* Requirements *
Print everything in the material below from the line containing "Given the screenshot above, where exactly is the shrub?" down to the end of the material, including both ends.

------ Data to use

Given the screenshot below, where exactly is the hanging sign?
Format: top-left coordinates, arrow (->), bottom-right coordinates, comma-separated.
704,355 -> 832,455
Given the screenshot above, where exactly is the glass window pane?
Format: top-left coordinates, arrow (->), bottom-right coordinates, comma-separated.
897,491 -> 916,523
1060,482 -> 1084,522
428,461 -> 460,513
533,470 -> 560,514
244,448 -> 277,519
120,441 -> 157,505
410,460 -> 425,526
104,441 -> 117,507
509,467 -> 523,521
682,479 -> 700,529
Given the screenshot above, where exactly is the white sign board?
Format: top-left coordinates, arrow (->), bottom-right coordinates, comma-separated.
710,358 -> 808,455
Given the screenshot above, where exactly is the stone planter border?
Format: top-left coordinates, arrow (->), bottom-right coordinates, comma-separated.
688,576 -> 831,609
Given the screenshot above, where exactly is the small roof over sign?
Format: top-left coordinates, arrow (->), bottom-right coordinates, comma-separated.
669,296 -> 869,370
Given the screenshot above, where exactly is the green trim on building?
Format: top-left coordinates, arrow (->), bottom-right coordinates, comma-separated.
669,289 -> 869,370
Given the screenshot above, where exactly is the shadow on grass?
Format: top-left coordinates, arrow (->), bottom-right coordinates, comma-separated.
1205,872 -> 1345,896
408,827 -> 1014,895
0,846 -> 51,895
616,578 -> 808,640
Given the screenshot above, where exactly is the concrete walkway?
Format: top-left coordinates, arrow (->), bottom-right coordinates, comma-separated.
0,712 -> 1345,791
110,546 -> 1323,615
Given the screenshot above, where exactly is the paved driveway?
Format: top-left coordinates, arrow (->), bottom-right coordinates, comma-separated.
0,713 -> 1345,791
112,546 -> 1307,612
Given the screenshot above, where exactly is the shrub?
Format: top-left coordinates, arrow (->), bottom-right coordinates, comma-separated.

------------

* Full answer *
Given the screenshot above, where exactly is the shrub?
Format: top-left coordinates, arrow (->), bottom-right coordinates, comma-separated.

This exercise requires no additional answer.